__Exercise prompt__: Retype each of the following items word for word, all of them in the order given.

——————

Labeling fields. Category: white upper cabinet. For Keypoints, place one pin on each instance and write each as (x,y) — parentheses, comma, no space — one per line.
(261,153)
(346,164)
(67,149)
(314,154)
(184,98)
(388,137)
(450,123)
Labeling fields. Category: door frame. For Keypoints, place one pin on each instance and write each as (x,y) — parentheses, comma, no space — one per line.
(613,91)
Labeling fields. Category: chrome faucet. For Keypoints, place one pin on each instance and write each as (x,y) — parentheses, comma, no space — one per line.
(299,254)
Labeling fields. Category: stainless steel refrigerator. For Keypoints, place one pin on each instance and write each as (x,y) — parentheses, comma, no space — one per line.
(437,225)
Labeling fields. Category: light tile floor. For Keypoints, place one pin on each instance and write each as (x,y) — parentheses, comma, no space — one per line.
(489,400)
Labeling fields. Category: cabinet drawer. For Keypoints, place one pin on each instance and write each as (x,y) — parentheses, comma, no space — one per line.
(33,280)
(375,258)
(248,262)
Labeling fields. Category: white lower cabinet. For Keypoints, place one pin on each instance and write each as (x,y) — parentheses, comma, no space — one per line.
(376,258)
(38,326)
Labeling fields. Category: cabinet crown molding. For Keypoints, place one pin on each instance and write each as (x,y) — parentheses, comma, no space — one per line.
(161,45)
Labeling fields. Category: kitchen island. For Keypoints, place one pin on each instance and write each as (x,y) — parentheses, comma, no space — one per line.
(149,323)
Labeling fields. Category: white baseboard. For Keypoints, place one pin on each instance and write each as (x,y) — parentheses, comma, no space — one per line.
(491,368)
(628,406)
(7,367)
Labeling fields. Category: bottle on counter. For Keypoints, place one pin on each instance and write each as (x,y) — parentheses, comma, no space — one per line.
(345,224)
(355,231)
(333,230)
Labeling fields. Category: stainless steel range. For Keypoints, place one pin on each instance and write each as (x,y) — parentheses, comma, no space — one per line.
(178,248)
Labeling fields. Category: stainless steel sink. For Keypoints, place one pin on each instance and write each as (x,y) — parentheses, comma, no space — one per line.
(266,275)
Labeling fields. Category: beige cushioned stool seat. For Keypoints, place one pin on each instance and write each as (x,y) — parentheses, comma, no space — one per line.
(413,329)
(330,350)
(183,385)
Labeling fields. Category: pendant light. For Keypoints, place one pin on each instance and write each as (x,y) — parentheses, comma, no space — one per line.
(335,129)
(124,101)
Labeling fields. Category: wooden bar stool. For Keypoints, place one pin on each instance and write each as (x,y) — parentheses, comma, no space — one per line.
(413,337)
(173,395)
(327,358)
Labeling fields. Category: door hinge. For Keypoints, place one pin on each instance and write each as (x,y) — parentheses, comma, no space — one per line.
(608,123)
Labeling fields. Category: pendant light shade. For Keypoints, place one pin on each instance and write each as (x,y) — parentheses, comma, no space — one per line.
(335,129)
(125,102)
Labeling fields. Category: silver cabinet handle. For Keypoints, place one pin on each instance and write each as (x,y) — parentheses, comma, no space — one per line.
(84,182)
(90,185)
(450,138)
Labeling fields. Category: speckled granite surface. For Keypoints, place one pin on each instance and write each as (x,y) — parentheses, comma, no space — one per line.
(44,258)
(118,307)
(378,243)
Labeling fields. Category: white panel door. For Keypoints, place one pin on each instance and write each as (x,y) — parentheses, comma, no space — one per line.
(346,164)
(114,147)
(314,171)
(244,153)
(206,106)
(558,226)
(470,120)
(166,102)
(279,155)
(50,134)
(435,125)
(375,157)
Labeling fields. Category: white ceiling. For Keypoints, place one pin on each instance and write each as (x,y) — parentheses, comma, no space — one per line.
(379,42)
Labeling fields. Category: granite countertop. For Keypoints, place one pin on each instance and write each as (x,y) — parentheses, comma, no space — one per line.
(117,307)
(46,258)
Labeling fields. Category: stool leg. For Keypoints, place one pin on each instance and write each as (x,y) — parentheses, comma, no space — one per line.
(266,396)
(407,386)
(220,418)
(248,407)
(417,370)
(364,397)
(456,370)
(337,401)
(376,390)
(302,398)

——————

__Solution for this problem__:
Labeling fields. Category: white upper cabinet. For Keypoints, place one pin on each instance and write each as (x,y) — parentheses, comma, no space — one per line.
(261,153)
(346,164)
(67,149)
(314,154)
(184,98)
(388,137)
(450,123)
Labeling fields. Category: door frame. For Keypoints, place one pin on each instance and write each as (x,y) — parentheses, comma, no space — one per line.
(613,91)
Labeling fields. Category: chrome faucet. For Keypoints, place one pin on each instance and write each as (x,y) — parentheses, comma, no space — one per line.
(299,254)
Labeling fields. Category: stainless steel refrigerator. For Keypoints, place one pin on each instance and write each as (x,y) — parentheses, comma, no space — one per line.
(437,225)
Labeling fields. Category: light tile floor. For Keypoints, place one pin on each instance and write each as (x,y) — parentheses, comma, no space — one per line.
(489,400)
Labeling fields. Category: cabinet drawer. For Keypoints, place one pin on each instance and write each as (x,y) — parentheses, comma, no space — one per line.
(33,280)
(375,258)
(248,262)
Labeling fields. Category: white lower cabinet. For Keypoints, place one pin on each instance and write each as (x,y) — parentheses, comma, no space — one per line.
(376,258)
(38,326)
Labeling fields. Category: cabinet crown molding. For Keypoints, place one pin on each instance and write each as (x,y) — parentheses, comma, no space — one per line.
(161,45)
Labeling fields. Category: kitchen island. For Keypoints, place one pin on each instance and write each as (x,y) — parentheses, comma, no space — one per line.
(149,323)
Labeling fields. Category: white baseboard. For Keypoints, place one pin on each instance and write each as (x,y) — parentheses, comma, no space — one per line.
(491,368)
(628,406)
(7,367)
Labeling fields. Category: bottle on counter. For Keypoints, place one pin on each instance and write each as (x,y) — parentheses, comma, no space — one per line.
(345,224)
(355,231)
(333,230)
Labeling fields. Category: stainless steel range. For Keypoints, place one pin on each instance and write each as (x,y) — parentheses, comma, no space — one per line.
(178,248)
Labeling fields. Category: stainless steel sink. For Keypoints, place one pin on each instance and write each as (x,y) — parentheses, comma, no space — one per line.
(266,275)
Labeling fields. Category: beige cushioned stool seat. For Keypoints, place one pin on each instance and write each as (x,y) — parentheses, comma, no space — one per line.
(413,329)
(330,350)
(183,385)
Labeling fields. Category: pendant light. For Keypoints, place one pin on each instance and write each as (x,y) — parentheses, comma, no space — one per line.
(335,129)
(124,101)
Labeling fields. Category: wooden bar stool. For Keypoints, place one pin on each instance and write each as (x,y) — parentheses, comma, no space — one per line.
(413,337)
(173,395)
(327,358)
Labeling fields. Category: door hinge. For Keypoints, place one pin on each instance and write each as (x,y) — parentheses, comma, no space — one per line.
(608,123)
Labeling fields. Category: pendant light shade. For Keypoints, place one pin on each instance and write each as (x,y) — parentheses, comma, no space — one per line.
(335,129)
(125,102)
Labeling fields. Category: silver cabinet handle. For Keypoints, place one pin on each instance and write each as (x,y) — parentheses, comma, no space — one per line.
(84,182)
(90,185)
(450,138)
Labeling fields. Category: speckled granite surface. For Keypoints, place one pin on each instance and write each as (x,y) — parentheses, comma, no space — one per line.
(44,258)
(118,307)
(378,243)
Labeling fields. Category: white panel door. For Keypoints, place one pin on each instance and write each as (x,y) — parentheses, comma, no space — one per line.
(346,164)
(114,147)
(314,171)
(244,153)
(206,106)
(558,226)
(470,120)
(166,102)
(279,155)
(50,134)
(435,125)
(375,157)
Labeling fields. Category: white ceiling. For Keypoints, place one pin on each instance and write each as (x,y) — parentheses, comma, no space — one per line.
(379,42)
Labeling fields. Category: granite countertop. For Keypoints, place one pin on each instance and write each as (x,y) — parentheses, comma, no space — one per line.
(117,307)
(46,258)
Labeling fields. Category: stool leg. For Keypoints, place one pin on each instance and write each as (x,y) — parentheses, comma, no space — one per line.
(266,396)
(407,386)
(220,418)
(248,407)
(417,370)
(364,397)
(456,370)
(337,401)
(376,390)
(302,398)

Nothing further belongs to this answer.